**EXERCISE REQUIREMENTS**. Please return only the lines from the one holding "[locate] the light" through the one holding "[locate] the thin", exactly as they appear in the records below, both ends included.

**DATA FOR ANALYSIS**.
____

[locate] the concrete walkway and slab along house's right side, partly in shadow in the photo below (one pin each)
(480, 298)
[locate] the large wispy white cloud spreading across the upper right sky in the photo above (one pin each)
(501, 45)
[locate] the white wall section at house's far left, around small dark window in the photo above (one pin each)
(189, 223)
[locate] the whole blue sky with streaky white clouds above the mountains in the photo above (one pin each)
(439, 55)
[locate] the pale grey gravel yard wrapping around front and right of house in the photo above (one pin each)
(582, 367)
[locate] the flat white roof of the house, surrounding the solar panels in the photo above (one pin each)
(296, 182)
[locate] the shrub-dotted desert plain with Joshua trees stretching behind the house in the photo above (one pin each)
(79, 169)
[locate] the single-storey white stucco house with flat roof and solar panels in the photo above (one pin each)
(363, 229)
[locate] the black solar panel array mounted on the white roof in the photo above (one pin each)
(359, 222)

____

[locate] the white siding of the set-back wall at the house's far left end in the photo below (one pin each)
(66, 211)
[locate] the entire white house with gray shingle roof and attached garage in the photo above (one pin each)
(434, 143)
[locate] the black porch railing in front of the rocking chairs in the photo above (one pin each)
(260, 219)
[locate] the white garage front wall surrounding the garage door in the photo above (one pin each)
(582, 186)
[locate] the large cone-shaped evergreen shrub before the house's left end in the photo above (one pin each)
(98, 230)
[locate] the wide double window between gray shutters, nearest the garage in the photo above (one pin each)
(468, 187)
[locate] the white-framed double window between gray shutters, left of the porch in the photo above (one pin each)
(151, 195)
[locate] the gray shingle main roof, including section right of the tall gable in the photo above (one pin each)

____

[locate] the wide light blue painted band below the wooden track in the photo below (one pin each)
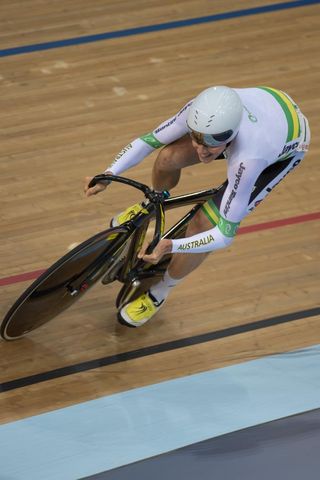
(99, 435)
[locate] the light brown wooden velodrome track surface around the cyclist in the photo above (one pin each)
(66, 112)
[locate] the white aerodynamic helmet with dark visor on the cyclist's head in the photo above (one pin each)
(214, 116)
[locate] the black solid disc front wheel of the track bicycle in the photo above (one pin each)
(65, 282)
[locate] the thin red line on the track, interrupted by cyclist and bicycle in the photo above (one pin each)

____

**FINISHED EXERCISE**.
[locate] the light brown wooden velodrome track surface around the cyclist in the photo above (one pin each)
(66, 112)
[locate] the white aerodynamic helmet with dark visor on the cyclist's head in the photo above (one pin each)
(214, 116)
[locate] the black solid disc front wheel of the track bicycle in the photo above (one pin each)
(65, 282)
[locate] the thin red line on the track, interrupted by cyclist and bicycle in the photo above (one pin each)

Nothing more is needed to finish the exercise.